Copy the data from the line containing "tag=distant treeline" through the end of the data, changing every "tag" to "label" and keeping everything else the same.

▶ _GIVEN RECORDS_
◆ ◆ ◆ ◆

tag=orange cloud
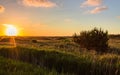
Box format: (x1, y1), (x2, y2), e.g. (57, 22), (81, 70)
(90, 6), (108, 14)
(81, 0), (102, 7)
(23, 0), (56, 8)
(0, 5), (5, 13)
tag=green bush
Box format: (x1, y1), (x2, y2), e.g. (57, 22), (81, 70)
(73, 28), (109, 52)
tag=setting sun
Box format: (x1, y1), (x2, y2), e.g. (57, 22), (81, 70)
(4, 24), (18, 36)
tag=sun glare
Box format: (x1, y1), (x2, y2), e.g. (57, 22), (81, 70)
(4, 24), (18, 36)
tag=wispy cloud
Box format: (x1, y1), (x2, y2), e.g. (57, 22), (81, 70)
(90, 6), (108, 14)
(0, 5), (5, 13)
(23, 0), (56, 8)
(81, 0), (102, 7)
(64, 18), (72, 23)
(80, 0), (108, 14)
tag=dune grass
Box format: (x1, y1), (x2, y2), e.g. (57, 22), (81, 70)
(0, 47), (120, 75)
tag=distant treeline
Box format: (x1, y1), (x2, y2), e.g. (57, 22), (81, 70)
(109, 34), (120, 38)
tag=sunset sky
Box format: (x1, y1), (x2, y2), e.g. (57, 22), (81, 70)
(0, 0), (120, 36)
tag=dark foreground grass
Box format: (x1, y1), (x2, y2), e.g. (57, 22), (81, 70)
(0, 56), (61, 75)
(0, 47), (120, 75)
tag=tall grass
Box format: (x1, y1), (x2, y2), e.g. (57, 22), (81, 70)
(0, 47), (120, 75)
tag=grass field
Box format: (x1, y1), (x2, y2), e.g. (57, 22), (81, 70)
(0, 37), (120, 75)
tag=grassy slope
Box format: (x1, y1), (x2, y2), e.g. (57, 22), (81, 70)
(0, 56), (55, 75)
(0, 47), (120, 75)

◆ ◆ ◆ ◆

▶ _SOLUTION TO THIS EXERCISE_
label=distant treeline
Box format: (x1, y1), (x2, y2), e.g. (57, 22), (81, 70)
(109, 34), (120, 38)
label=sunset sky
Box format: (x1, y1), (x2, y2), e.g. (57, 22), (81, 70)
(0, 0), (120, 36)
label=dark foreground grass
Box format: (x1, y1), (x2, y2), e.g. (57, 22), (81, 70)
(0, 56), (61, 75)
(0, 47), (120, 75)
label=tall grass
Box format: (x1, y1), (x2, y2), e.g. (57, 22), (81, 70)
(0, 47), (120, 75)
label=grass field
Box format: (x1, y1), (x2, y2), e.g. (57, 22), (81, 70)
(0, 37), (120, 75)
label=grassy slope
Box format: (x1, y1), (x2, y2), e.g. (57, 22), (81, 70)
(0, 56), (55, 75)
(0, 47), (120, 75)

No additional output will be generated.